──────── Dataset rows
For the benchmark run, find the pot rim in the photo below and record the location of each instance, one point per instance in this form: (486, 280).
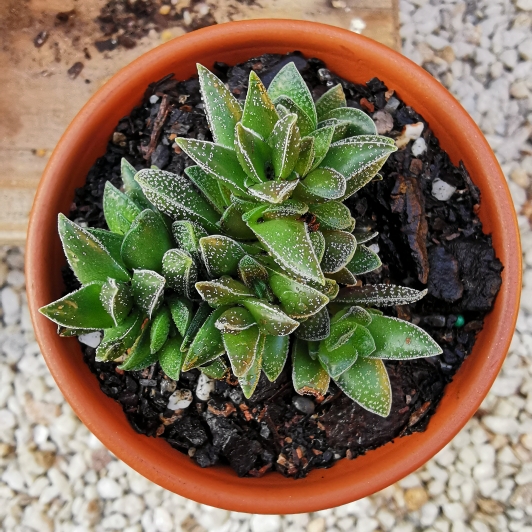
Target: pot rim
(154, 458)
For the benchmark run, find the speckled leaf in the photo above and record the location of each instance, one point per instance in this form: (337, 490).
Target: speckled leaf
(241, 348)
(146, 242)
(306, 157)
(180, 272)
(273, 191)
(368, 384)
(318, 243)
(233, 225)
(270, 318)
(221, 255)
(81, 309)
(160, 329)
(253, 153)
(223, 291)
(181, 311)
(297, 300)
(274, 355)
(322, 141)
(339, 250)
(119, 210)
(359, 158)
(148, 290)
(400, 340)
(249, 381)
(117, 300)
(89, 259)
(176, 196)
(285, 142)
(288, 82)
(140, 356)
(359, 122)
(197, 321)
(209, 185)
(289, 244)
(333, 215)
(332, 99)
(215, 370)
(363, 261)
(309, 377)
(286, 105)
(383, 295)
(259, 112)
(171, 357)
(221, 108)
(207, 344)
(320, 185)
(316, 328)
(187, 236)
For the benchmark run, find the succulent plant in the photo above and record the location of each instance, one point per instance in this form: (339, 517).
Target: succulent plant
(252, 254)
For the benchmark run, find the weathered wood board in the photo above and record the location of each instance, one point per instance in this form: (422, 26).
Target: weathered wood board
(38, 98)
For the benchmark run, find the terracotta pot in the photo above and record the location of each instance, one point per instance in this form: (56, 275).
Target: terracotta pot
(357, 59)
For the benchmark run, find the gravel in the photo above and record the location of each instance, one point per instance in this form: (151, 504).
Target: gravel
(56, 476)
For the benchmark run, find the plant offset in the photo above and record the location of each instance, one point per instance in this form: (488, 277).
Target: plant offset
(252, 257)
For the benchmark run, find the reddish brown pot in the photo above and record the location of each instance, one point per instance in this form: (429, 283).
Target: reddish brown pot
(357, 59)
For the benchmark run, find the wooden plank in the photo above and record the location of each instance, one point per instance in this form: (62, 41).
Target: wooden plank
(38, 98)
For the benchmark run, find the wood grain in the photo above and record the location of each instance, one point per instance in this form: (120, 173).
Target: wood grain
(38, 99)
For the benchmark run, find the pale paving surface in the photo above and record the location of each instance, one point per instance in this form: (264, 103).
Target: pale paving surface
(56, 476)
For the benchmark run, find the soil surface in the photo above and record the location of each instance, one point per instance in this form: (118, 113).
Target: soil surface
(423, 242)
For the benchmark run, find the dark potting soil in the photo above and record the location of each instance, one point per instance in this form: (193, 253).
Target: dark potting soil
(423, 242)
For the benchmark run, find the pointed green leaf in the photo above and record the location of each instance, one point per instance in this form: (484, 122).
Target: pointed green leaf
(308, 375)
(332, 99)
(288, 82)
(207, 344)
(223, 291)
(181, 311)
(146, 242)
(383, 295)
(160, 329)
(368, 384)
(176, 196)
(259, 112)
(359, 122)
(81, 309)
(221, 108)
(119, 210)
(274, 355)
(140, 356)
(209, 185)
(339, 250)
(221, 255)
(322, 141)
(273, 191)
(400, 340)
(89, 259)
(249, 381)
(286, 105)
(270, 318)
(117, 300)
(285, 142)
(148, 290)
(316, 328)
(363, 261)
(288, 242)
(253, 153)
(332, 215)
(241, 348)
(171, 357)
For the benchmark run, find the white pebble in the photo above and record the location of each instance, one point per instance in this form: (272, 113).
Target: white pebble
(181, 399)
(442, 190)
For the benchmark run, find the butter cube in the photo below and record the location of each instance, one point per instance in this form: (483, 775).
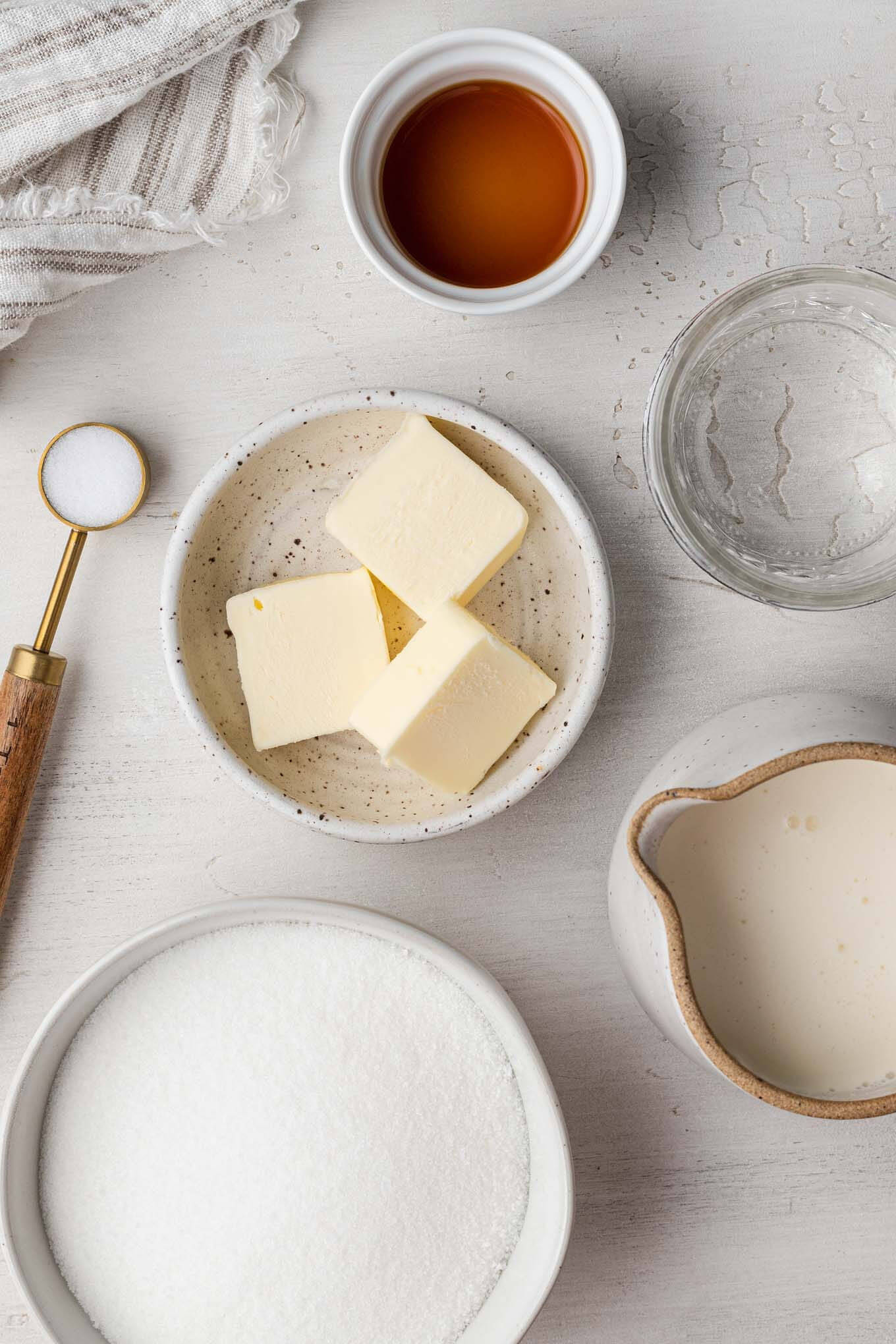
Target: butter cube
(452, 702)
(306, 650)
(426, 520)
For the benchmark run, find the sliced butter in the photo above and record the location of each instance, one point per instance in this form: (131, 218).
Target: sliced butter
(426, 520)
(306, 650)
(452, 702)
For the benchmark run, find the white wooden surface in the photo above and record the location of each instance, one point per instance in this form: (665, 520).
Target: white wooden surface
(760, 135)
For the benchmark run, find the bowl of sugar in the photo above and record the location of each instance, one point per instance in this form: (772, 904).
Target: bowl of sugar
(262, 515)
(291, 1121)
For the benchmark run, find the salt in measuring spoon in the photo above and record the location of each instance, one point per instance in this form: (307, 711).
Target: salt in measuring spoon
(92, 478)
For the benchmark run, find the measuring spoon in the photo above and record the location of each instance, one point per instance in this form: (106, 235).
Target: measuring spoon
(92, 478)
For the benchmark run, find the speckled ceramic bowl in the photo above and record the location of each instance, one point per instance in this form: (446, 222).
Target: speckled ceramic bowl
(258, 515)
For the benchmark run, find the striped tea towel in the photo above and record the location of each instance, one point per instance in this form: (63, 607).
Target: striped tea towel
(129, 128)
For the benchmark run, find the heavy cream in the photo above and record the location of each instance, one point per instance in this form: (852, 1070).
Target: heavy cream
(787, 898)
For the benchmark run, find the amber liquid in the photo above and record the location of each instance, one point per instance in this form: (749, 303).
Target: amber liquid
(484, 184)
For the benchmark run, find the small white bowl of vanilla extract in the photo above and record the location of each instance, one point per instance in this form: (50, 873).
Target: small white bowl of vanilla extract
(483, 171)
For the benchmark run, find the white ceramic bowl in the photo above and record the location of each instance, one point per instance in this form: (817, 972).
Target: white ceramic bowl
(258, 515)
(481, 54)
(538, 1256)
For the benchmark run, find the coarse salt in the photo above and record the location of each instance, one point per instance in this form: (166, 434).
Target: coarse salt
(92, 476)
(284, 1133)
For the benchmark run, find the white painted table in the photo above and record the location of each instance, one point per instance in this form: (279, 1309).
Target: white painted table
(760, 135)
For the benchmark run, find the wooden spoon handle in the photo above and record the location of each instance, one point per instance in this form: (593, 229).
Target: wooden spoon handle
(28, 694)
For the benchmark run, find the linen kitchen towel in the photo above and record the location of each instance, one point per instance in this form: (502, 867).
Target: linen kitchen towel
(130, 128)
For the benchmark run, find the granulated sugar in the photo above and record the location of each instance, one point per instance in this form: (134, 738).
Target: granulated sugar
(284, 1134)
(92, 476)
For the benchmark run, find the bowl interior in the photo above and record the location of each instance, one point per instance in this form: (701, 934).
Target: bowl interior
(266, 522)
(539, 1252)
(483, 54)
(778, 425)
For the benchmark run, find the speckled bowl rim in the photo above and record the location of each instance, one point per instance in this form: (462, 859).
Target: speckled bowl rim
(474, 980)
(563, 493)
(750, 1082)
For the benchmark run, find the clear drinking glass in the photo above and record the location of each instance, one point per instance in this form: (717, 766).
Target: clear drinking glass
(770, 437)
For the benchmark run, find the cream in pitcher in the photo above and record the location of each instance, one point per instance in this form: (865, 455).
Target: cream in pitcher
(787, 898)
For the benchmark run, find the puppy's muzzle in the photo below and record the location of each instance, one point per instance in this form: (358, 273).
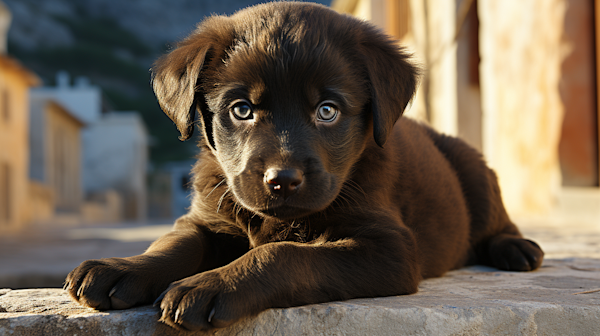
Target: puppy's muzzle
(283, 182)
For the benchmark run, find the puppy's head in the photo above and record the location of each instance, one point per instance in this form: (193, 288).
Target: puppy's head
(288, 94)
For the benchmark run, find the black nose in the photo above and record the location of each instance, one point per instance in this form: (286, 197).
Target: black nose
(283, 182)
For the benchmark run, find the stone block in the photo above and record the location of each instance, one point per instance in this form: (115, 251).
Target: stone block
(561, 298)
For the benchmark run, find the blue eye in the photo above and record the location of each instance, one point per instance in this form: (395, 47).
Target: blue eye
(327, 112)
(242, 110)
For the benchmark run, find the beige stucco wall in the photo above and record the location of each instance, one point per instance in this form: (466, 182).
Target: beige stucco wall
(63, 164)
(521, 54)
(14, 143)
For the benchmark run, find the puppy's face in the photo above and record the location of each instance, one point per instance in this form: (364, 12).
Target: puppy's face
(288, 122)
(287, 98)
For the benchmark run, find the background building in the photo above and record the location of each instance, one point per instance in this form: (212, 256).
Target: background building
(55, 160)
(114, 154)
(15, 81)
(515, 79)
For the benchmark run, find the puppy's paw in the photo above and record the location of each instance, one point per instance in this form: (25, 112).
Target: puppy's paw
(202, 302)
(113, 283)
(515, 254)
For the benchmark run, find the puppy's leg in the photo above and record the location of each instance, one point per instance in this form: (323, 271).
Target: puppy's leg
(119, 283)
(373, 262)
(511, 252)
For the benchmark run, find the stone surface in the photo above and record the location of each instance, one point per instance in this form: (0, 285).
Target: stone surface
(561, 298)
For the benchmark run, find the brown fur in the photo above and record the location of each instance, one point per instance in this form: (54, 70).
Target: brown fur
(290, 209)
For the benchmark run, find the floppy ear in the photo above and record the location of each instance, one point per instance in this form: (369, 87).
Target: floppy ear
(176, 78)
(393, 81)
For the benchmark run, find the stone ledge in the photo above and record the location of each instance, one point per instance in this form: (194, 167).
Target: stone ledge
(562, 298)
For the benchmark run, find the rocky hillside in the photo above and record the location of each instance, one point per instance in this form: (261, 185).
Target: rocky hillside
(114, 44)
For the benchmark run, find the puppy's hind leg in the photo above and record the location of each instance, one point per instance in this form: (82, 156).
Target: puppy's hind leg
(511, 252)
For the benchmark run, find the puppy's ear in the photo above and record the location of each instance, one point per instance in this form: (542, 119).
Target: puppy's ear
(393, 81)
(176, 77)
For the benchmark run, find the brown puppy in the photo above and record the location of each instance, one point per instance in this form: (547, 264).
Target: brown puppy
(307, 189)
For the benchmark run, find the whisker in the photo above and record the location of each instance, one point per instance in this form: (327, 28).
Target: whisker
(218, 184)
(221, 199)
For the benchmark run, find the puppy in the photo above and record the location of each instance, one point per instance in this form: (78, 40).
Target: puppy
(309, 186)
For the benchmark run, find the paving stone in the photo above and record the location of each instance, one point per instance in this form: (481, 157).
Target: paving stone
(561, 298)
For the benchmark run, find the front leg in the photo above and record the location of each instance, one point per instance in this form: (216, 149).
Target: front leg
(120, 283)
(374, 262)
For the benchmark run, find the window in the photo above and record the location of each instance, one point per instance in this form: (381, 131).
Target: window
(5, 105)
(5, 206)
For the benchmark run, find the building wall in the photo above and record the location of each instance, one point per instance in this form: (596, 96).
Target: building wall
(116, 157)
(511, 110)
(14, 143)
(521, 50)
(63, 159)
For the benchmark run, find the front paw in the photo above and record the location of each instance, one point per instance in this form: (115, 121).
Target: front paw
(203, 302)
(113, 283)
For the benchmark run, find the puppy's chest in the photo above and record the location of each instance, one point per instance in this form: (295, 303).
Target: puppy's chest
(263, 231)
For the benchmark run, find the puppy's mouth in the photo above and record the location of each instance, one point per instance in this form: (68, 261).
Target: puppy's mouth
(273, 200)
(287, 212)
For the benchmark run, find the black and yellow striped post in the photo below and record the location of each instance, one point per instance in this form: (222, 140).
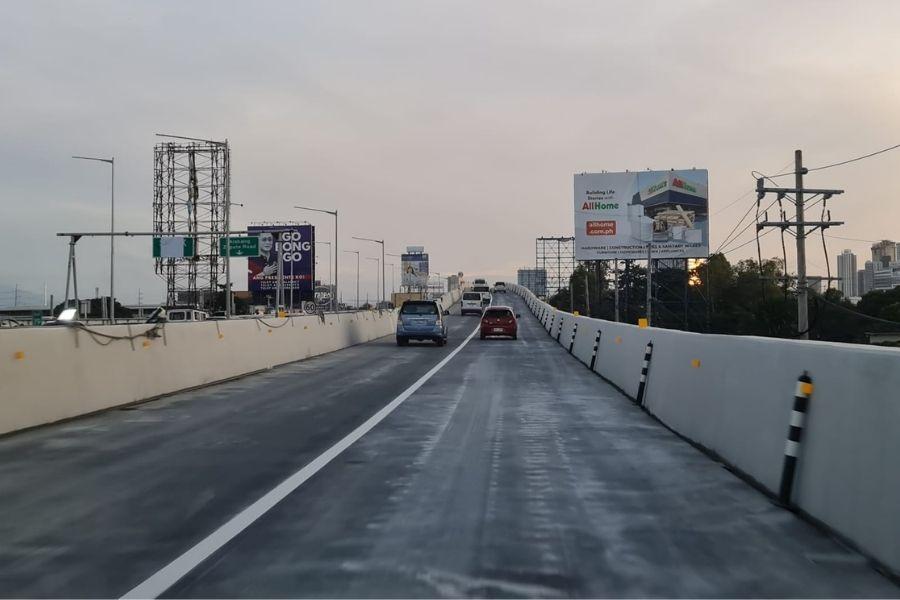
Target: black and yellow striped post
(594, 351)
(795, 433)
(645, 368)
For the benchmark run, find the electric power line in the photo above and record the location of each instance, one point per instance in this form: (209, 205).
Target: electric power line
(849, 160)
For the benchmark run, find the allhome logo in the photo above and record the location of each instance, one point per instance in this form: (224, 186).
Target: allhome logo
(676, 182)
(600, 206)
(657, 186)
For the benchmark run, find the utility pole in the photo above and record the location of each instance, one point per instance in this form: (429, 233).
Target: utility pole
(802, 292)
(587, 295)
(616, 284)
(649, 283)
(799, 224)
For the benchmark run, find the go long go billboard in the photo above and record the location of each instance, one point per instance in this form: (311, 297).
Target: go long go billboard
(298, 246)
(617, 215)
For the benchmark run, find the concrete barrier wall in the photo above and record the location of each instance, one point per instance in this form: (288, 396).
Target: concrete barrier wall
(53, 373)
(734, 396)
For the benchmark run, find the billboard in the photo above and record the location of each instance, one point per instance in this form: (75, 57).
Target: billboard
(617, 215)
(298, 260)
(415, 270)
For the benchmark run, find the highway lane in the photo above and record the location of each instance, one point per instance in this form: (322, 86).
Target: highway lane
(513, 471)
(93, 506)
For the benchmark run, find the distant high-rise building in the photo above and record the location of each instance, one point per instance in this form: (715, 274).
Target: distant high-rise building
(847, 274)
(868, 278)
(884, 253)
(814, 283)
(533, 279)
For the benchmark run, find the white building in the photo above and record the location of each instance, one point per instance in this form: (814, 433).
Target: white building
(847, 282)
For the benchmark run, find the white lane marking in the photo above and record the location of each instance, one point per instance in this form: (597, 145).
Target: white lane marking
(169, 575)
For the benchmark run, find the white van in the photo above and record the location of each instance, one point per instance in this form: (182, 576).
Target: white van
(470, 303)
(185, 314)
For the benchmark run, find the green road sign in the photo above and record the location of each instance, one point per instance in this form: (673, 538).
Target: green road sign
(174, 246)
(242, 246)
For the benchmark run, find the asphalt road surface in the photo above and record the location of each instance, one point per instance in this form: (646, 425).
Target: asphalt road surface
(512, 471)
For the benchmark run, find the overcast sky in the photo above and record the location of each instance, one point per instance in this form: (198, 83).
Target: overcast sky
(453, 125)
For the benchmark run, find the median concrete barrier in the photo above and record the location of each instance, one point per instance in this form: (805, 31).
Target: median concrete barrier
(52, 373)
(734, 396)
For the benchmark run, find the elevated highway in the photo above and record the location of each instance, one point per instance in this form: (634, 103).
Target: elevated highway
(483, 468)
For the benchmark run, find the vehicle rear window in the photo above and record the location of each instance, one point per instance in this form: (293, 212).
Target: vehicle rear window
(424, 308)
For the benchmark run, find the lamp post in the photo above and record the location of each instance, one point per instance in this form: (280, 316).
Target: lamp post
(400, 266)
(334, 214)
(112, 228)
(330, 281)
(356, 252)
(393, 288)
(382, 259)
(377, 264)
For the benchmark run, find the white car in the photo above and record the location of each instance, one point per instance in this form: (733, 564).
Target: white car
(470, 303)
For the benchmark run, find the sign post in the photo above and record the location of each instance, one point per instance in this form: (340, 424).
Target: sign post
(240, 246)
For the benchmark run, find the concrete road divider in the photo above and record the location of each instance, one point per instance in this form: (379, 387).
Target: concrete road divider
(52, 373)
(733, 395)
(48, 374)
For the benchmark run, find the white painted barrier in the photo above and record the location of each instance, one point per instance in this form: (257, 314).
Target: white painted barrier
(52, 373)
(734, 396)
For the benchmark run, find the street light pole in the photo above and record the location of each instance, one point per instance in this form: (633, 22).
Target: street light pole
(330, 280)
(356, 252)
(392, 274)
(112, 228)
(393, 288)
(377, 261)
(334, 214)
(382, 259)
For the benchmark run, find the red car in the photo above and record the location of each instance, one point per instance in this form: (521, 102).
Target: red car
(499, 321)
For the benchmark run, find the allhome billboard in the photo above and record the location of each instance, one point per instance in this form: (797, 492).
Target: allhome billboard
(618, 215)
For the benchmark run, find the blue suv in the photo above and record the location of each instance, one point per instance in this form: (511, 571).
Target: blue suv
(421, 320)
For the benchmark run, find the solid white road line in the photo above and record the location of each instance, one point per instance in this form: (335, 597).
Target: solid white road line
(166, 577)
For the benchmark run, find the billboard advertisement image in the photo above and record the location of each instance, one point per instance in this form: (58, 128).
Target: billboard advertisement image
(617, 215)
(298, 261)
(415, 270)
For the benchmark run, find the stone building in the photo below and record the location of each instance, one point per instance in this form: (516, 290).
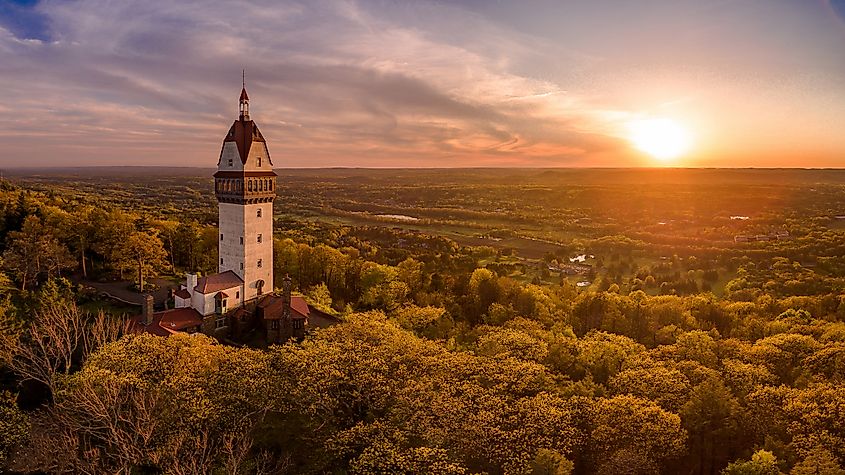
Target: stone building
(239, 298)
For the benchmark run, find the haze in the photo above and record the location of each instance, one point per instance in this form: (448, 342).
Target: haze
(423, 84)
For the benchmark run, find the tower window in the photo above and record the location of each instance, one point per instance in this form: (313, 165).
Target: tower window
(220, 321)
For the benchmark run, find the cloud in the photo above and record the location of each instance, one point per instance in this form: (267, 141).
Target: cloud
(332, 83)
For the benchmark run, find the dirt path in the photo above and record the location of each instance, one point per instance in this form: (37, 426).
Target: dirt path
(120, 290)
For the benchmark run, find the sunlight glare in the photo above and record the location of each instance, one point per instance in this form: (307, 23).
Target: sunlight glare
(663, 139)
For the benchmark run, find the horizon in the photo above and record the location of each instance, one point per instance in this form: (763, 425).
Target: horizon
(427, 85)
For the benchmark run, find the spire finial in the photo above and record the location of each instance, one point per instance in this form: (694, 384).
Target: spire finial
(244, 107)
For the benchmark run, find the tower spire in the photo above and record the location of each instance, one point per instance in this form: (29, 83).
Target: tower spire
(244, 106)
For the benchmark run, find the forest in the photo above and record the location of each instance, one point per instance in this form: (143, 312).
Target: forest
(491, 322)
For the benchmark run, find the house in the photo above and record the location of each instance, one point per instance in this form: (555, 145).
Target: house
(239, 298)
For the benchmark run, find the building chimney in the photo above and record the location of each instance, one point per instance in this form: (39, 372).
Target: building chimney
(191, 282)
(286, 298)
(147, 309)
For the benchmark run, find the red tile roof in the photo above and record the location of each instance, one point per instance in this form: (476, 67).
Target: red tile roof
(272, 305)
(243, 133)
(168, 322)
(217, 282)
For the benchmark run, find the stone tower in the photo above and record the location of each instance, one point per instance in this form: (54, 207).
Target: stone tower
(245, 185)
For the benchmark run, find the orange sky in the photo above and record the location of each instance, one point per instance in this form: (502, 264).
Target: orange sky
(425, 83)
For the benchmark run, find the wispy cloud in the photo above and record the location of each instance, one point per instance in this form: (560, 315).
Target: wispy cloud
(332, 84)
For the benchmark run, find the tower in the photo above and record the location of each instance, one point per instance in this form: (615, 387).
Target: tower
(245, 186)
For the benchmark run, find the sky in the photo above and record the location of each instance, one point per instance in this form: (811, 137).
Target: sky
(473, 83)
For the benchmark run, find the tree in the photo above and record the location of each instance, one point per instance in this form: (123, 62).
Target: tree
(14, 427)
(626, 429)
(817, 462)
(33, 251)
(56, 337)
(712, 416)
(762, 462)
(147, 255)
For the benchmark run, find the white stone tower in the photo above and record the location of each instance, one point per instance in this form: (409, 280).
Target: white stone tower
(245, 185)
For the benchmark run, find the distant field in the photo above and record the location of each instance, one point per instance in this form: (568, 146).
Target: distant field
(629, 217)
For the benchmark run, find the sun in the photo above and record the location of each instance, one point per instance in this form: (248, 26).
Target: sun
(663, 139)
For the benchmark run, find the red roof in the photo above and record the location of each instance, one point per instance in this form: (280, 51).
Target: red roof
(168, 322)
(272, 305)
(244, 133)
(217, 282)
────────────────
Short problem.
Lay out everything in the material above, from the line containing "For the benchmark run, find the sky" down to the last line of the material, as a Markdown table with the columns No. and Entry. Include both end lines, number each line in order, and leave out blank lines.

Exercise solution.
| No. | Entry |
|---|---|
| 1 | For the benchmark run, find the sky in the photo above and record the location of each instance, one point per instance in this form: (811, 137). |
| 2 | Target: sky |
| 3 | (473, 83) |
| 4 | For the benchmark run, find the tree in the photo above and record the location of each instance, one point per instance in this form: (123, 62). |
| 5 | Target: tree |
| 6 | (14, 427) |
| 7 | (626, 429) |
| 8 | (817, 462) |
| 9 | (33, 251) |
| 10 | (56, 337) |
| 11 | (712, 416) |
| 12 | (762, 462) |
| 13 | (147, 255) |
| 14 | For the benchmark run, find the white stone tower in the photo above and record the location of each instance, one point per instance in this form: (409, 280). |
| 15 | Target: white stone tower |
| 16 | (245, 185) |
| 17 | For the benchmark run, find the distant field in the photo above and record the location of each instance, one point per instance in this form: (568, 146). |
| 18 | Target: distant field |
| 19 | (629, 217) |
| 20 | For the benchmark run, find the sun in the photo above and record the location of each instance, one point per instance in this form: (248, 26). |
| 21 | Target: sun |
| 22 | (663, 139) |
| 23 | For the benchmark run, find the red roof in the photo above and record the location of each instance, one point per instance in this form: (280, 51). |
| 24 | Target: red roof |
| 25 | (168, 322) |
| 26 | (272, 305) |
| 27 | (244, 133) |
| 28 | (217, 282) |